▶ **SECCIÓN DEL DOCUMENTO**:
■ ■ ■

Desde el New York Times lo describieron como el «único museo hecho solo de paredes que está abierto las 24 horas y es gratis». Renée Vara, experta en arte contemporáneo de la Universidad de Nueva York, fue un paso más allá y lo comparó con La Capilla Sixtina de Miguel Ángel, “la única diferencia es el contexto”. Para todos, el 5 Pointz era conocido mundialmente como La Meca del Grafiti.
La historia comienza en 1892, cuando Neptune Meter Company encontró en Queens el espacio ideal para levantar la estructura que le permitiera instalarse con sus modernos medidores de agua. Sin demasiada aspiración arquitectónica, el edificio representaba más bien el orgullo popular de la expansión arengada por el fordismo. El galpón funcionó activamente hasta poco más de la mitad del siglo XX, coincidiendo con la debacle industrial de la Costa Este. Diez años después de haber sido abandonado por Neptune, ya metiéndonos en los revolucionarios 60/70, el edificio es comprado por un joven y prometedor empresario inmobiliario, Jerry Wolkoff. No era un buen momento para hacer negocios urbanos por varias razones, pero ya empezaba a idearse la Nueva York del futuro y él podía darse el lujo de esperar el momento ideal para hacer de esa inversión un gran triunfo comercial.
En paralelo, nuevas culturas emergían y, desde el primer momento que el grafiti comenzó a ganar territorio, el viejo edificio, sus grandes paredes irrumpiendo en la vista abierta como muros, los pasillos con techos altos y columnas laberintosas, todo ese espacio vacío que permitía algún tipo de escondite fue irresistible para los artistas. Entre idas y vueltas, Wolkoff decidió dárselos para que lo mantengan como sus talleres de arte.
El destino de la fábrica terminaría de tomar forma durante la década del 90. Y no lo haría de una manera completamente feliz para la esencia de la cultura urbana. Porque si bien el nacimiento del hip hop como cultura se da en plena comunión con el grafiti, la aceptación de ambos como expresión artística tuvieron desarrollos diferentes. Mientras que musicalmente es un género revolucionario indiscutido, aún hoy el arte callejero sigue siendo considerado delito, y cuando no, minimizado. Y es desde estas lecturas criminalizadoras que Pat DiLillo, el elegido por Wolkoff para gestionar su espacio durante la Época Dorada, funda Graffitti Terminators en 1992, y lo hace con una sola finalidad, la de no solo darle legitimidad al grafiti, sino que se legalice hacerlo dentro del ex Neptune, lo cual institucionalizaría la actividad, o sea, manipularía el mensaje. De hecho, para lograr esa mutación era necesario separar el grafiti del ideario pandillero.

■ ■ ■

▶ **MATERIAL PROPORCIONADO**:

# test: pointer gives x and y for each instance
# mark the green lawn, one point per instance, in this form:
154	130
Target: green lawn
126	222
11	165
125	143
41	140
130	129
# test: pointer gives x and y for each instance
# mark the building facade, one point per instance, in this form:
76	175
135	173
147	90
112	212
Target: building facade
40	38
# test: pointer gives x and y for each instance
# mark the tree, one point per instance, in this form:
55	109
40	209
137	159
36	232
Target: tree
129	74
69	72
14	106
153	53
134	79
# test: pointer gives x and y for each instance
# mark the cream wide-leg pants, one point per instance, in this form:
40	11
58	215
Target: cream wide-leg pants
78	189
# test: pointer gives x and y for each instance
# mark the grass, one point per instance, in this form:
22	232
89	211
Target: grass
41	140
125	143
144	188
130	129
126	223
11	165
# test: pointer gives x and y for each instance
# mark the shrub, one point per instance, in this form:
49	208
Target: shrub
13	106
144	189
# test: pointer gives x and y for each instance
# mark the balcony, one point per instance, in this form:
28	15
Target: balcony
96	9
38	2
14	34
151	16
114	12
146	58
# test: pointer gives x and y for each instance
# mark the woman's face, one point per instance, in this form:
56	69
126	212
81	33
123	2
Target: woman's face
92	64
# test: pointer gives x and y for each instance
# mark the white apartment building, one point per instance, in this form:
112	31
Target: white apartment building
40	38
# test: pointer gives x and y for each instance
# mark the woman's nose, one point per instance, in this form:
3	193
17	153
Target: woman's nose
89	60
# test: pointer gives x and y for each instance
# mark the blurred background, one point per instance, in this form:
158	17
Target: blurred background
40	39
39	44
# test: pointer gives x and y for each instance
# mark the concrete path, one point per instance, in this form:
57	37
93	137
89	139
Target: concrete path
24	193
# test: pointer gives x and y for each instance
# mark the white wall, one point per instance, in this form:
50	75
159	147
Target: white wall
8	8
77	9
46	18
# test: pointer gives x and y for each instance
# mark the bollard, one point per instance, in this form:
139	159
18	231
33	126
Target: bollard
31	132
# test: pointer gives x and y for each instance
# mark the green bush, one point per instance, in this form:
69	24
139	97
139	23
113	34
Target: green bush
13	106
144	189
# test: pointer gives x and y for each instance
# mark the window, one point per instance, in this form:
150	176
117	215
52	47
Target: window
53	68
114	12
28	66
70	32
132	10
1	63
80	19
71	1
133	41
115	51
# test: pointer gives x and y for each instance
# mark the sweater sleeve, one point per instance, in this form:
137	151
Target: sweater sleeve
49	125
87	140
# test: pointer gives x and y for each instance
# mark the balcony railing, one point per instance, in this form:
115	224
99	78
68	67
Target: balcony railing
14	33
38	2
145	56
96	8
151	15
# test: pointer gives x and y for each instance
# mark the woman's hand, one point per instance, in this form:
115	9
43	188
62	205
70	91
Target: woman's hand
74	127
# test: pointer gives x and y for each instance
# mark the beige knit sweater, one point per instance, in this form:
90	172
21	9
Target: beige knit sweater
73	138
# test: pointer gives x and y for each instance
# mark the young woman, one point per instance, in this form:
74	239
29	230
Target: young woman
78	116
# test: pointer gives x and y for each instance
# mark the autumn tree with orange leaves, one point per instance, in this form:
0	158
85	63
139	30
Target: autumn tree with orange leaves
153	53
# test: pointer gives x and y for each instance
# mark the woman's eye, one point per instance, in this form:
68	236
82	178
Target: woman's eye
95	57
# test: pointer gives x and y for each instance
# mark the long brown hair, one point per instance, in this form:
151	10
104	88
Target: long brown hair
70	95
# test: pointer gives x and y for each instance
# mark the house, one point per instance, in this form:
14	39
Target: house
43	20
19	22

■ ■ ■

▶ **PROBLEMAS**:
1. Responde con brevedad estas preguntas sobre el texto del 5 Pointz:
(a) ¿En qué año encontró Neptune Meter Company en Queens el espacio para levantar su estructura?
(b) ¿Con qué obra comparó Renée Vara el 5 Pointz?
(c) ¿Qué organización fundó Pat DiLillo y en qué año?
2. Retoma el texto del 5 Pointz y continúalo a partir de su última oración.

▶ **LAS RESPUESTAS**:
1.
(a) En 1892.
(b) Con La Capilla Sixtina de Miguel Ángel.
(c) Graffitti Terminators, en 1992.

2.
Una vez que DiLillo tuvo las llaves del viejo edificio lo llamó Phun Phactory e instaló un nuevo mecanismo de gestión y varios condicionamientos. Algunos lógicos de lo que es una cura de espacio que, aunque se presentara como público, era privado. Esto sería, por ejemplo, que aquellos que quisieran sumarse y dejar su huella en alguna pared tendrían que enviar fotografías de trabajos anteriores para dar a conocer su estilo y experiencia. Pero, además, ningún pandillero sería aceptado por más nombre glorioso o peso tuviera, ninguna obra debía tener connotación pandillera, y si llegaba a encontrarse alguna pared del barrio o tren con la firma de algún elegido por él para ser parte de la Phun Phactory, siendo este el único lugar legal para hacerlo, ya no lo aceptaría, o eliminaría su trabajo y ya no podría volver a presentarse. A ese límite entre la noción de una curaduría exigente, la estigmatización y la censura a uno de los elementos fundacionales del hip hop le faltaba la patada final: ya no se hablaría de grafiti ni tampoco se los llamaría poetas, término y concepto asociado a las batallas pandilleras y varias organizaciones como la Zulu Nation, de ahora en más se hablaría de artistas del aerosol.
A pesar de las internas y reclamos que generó el inicio de Phun Phactory, lentamente comenzó a ganar aceptación social entre los vecinos, y luego más allá de los propios límites neoyorquinos. En definitiva, la legalización y la lavada de cara le cumplió el sueño a DiLillo de legitimidad, convirtiendo a la zona en una de las más visitadas y exaltando así que ese arte no se respondía con ninguna comunidad ni género ni historia urbana. En otras palabras, esto significaba que no era un espacio afroamericano o latino ni del hip hop, simplemente era arte público.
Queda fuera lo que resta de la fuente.